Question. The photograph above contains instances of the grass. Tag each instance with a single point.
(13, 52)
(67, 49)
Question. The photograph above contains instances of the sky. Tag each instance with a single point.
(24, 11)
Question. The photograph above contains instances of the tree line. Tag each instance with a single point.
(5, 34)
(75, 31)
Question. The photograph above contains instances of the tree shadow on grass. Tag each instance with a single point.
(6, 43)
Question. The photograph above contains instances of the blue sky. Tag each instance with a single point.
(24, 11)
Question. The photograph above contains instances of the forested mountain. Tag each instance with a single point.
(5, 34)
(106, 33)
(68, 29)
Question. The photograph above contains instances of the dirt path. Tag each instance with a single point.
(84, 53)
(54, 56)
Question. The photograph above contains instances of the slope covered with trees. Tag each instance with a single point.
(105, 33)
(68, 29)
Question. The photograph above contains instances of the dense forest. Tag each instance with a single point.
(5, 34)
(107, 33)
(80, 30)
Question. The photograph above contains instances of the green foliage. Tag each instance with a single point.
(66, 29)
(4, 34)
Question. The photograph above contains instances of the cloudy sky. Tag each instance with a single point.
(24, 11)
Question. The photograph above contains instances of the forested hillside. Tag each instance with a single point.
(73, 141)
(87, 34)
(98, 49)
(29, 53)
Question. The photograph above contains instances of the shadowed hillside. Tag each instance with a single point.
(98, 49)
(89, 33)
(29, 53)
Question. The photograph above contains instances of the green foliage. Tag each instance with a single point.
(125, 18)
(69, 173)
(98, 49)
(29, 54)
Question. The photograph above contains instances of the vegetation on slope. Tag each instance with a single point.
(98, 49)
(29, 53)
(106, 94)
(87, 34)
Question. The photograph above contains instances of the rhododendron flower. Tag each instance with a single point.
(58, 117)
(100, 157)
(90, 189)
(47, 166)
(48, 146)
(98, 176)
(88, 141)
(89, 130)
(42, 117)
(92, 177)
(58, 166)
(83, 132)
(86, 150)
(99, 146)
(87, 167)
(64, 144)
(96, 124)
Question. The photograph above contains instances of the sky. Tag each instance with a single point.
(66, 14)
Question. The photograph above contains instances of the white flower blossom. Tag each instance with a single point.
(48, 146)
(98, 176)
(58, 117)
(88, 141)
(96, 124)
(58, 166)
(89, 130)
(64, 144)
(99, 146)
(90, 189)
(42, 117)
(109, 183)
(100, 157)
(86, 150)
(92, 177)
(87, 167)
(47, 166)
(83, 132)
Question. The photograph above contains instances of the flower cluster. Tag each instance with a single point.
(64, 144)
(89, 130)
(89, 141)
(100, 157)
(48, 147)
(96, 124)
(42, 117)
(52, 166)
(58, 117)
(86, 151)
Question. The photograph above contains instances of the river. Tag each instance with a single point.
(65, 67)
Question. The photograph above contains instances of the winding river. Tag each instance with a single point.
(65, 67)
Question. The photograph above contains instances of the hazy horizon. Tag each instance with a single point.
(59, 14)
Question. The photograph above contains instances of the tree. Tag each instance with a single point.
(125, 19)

---

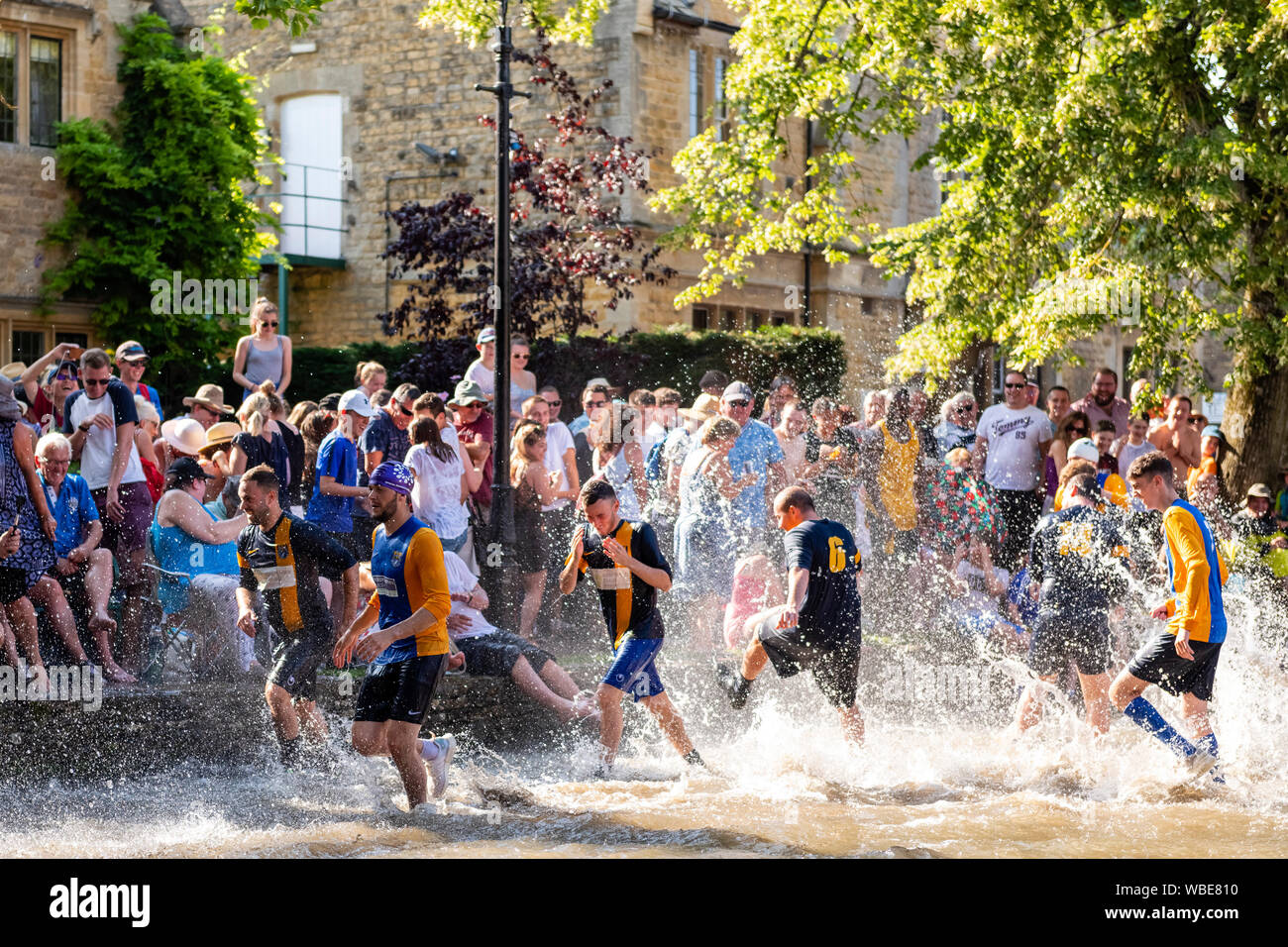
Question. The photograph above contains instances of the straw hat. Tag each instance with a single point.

• **The request**
From the items above, list every line that contains the word "flower".

• **Full solution**
Question. The photograph above contains instances of the rhododendron flower. Tag each instance with a single point.
Question. The photograph above contains instances of the white flower blossom. Tag each instance with a single point.
Question. The photograph above contains instances of the flower cluster. Tag each instance with a single point.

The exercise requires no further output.